Natural language region descriptions

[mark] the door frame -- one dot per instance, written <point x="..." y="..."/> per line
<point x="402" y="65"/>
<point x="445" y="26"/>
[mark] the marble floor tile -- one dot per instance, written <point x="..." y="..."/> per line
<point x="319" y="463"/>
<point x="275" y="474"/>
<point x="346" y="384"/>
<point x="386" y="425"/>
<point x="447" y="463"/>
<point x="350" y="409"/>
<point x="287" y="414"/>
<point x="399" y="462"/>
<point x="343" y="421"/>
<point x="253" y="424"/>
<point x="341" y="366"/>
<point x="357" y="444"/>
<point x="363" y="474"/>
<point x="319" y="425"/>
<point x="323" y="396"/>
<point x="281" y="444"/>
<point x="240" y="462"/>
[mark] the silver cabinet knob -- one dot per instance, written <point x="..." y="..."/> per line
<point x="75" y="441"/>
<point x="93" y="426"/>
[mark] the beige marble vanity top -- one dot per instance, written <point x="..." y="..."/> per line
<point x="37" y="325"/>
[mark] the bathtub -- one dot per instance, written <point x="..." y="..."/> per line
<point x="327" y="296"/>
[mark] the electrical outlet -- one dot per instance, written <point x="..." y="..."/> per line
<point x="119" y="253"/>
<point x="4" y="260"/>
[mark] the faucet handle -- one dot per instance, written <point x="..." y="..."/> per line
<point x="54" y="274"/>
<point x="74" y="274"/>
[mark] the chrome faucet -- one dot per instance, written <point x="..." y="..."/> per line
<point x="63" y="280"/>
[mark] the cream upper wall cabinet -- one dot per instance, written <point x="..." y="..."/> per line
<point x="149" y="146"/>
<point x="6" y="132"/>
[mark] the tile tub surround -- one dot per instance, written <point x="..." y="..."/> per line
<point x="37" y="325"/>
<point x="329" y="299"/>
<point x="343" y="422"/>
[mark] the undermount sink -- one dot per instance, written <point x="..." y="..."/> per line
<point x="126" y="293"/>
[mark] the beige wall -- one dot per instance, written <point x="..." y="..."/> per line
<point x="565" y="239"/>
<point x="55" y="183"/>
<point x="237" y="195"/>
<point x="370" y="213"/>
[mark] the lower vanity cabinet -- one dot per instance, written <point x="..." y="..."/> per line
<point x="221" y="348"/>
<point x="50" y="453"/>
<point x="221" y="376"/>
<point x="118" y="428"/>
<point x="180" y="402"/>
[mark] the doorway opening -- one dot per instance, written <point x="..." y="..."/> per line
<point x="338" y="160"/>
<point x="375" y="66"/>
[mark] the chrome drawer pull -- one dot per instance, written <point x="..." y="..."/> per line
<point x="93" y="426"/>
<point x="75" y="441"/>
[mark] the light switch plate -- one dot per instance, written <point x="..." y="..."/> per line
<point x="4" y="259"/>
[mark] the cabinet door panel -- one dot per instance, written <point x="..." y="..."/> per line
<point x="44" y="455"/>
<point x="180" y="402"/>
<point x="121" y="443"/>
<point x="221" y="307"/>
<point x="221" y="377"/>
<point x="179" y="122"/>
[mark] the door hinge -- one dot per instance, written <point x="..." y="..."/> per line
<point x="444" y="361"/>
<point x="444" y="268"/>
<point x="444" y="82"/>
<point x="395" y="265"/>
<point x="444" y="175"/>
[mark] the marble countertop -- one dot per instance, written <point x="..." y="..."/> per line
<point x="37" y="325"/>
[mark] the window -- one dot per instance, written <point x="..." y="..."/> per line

• _Work item_: Restate the data word for word.

• _Your solution_:
[mark] the door frame -- one dot per instance, written <point x="..." y="..."/> per line
<point x="402" y="65"/>
<point x="445" y="26"/>
[mark] the marble floor tile -- one dot per instance, written <point x="..." y="..."/> per line
<point x="319" y="463"/>
<point x="275" y="474"/>
<point x="346" y="384"/>
<point x="386" y="425"/>
<point x="447" y="463"/>
<point x="350" y="409"/>
<point x="287" y="414"/>
<point x="399" y="462"/>
<point x="343" y="421"/>
<point x="253" y="424"/>
<point x="341" y="366"/>
<point x="357" y="444"/>
<point x="363" y="474"/>
<point x="319" y="425"/>
<point x="323" y="396"/>
<point x="281" y="444"/>
<point x="240" y="462"/>
[mark] the silver cabinet knob -- one dot per instance, written <point x="..." y="..."/> per line
<point x="75" y="441"/>
<point x="93" y="426"/>
[mark] the beige marble vanity top -- one dot per instance, written <point x="..." y="..."/> per line
<point x="37" y="325"/>
[mark] the bathtub -- one dot per instance, written <point x="..." y="..."/> per line
<point x="327" y="296"/>
[mark] the electrical outlet -- one dot per instance, written <point x="..." y="..."/> per line
<point x="119" y="253"/>
<point x="4" y="260"/>
[mark] the faucet handle -- one dot per instance, written <point x="..." y="..."/> per line
<point x="54" y="274"/>
<point x="74" y="274"/>
[mark] the chrome faucet -- one dot per instance, written <point x="..." y="..."/> per line
<point x="63" y="280"/>
[mark] the cream upper wall cabinet -- one dot per instance, written <point x="..." y="..."/> per line
<point x="149" y="146"/>
<point x="6" y="132"/>
[mark] the tile tub surround -- one dot per instance, written <point x="..." y="..."/> per line
<point x="37" y="325"/>
<point x="329" y="299"/>
<point x="343" y="422"/>
[mark] the undermount sink -- one dot per instance, written <point x="..." y="..."/> per line
<point x="126" y="293"/>
[mark] the beige wall -- one dot per instance, written <point x="..." y="..."/> per line
<point x="565" y="239"/>
<point x="55" y="183"/>
<point x="237" y="195"/>
<point x="370" y="213"/>
[mark] the lower vanity cabinet -- one dot per instance, written <point x="..." y="..."/> per line
<point x="221" y="348"/>
<point x="50" y="453"/>
<point x="221" y="376"/>
<point x="118" y="428"/>
<point x="180" y="402"/>
[mark] the doorway opening -- one dot per instance, written <point x="..." y="..."/> per line
<point x="338" y="160"/>
<point x="375" y="66"/>
[mark] the chrome drawer pull -- one dot per instance, written <point x="..." y="..."/> per line
<point x="93" y="426"/>
<point x="75" y="441"/>
[mark] the light switch plate -- one dot per instance, written <point x="..." y="..."/> per line
<point x="4" y="259"/>
[mark] the cabinet door panel -- one dot per instance, written <point x="..." y="..."/> per line
<point x="44" y="455"/>
<point x="180" y="402"/>
<point x="121" y="443"/>
<point x="221" y="307"/>
<point x="221" y="377"/>
<point x="179" y="122"/>
[mark] the door hinge -- one dot per instance, written <point x="..." y="..."/> per line
<point x="444" y="361"/>
<point x="444" y="268"/>
<point x="444" y="82"/>
<point x="395" y="265"/>
<point x="444" y="175"/>
[mark] the marble countertop -- one dot per instance, written <point x="..." y="..."/> per line
<point x="37" y="325"/>
[mark] the window -- one dot per instance, written <point x="..." y="..."/> per line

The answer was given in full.